## Written exercise
In the rows below, switch "gray rock" to "dark stone" and keep everything else the same.

[Collected data]
※

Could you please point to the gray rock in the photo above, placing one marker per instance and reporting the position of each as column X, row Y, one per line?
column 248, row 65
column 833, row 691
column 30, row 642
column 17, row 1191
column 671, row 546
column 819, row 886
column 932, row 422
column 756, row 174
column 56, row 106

※

## Worked answer
Could you please point to the dark stone in the photo above, placing one marker per instance and reporting the position of each as column X, row Y, one per line?
column 248, row 65
column 833, row 691
column 30, row 642
column 17, row 1191
column 671, row 546
column 819, row 886
column 932, row 422
column 756, row 174
column 56, row 106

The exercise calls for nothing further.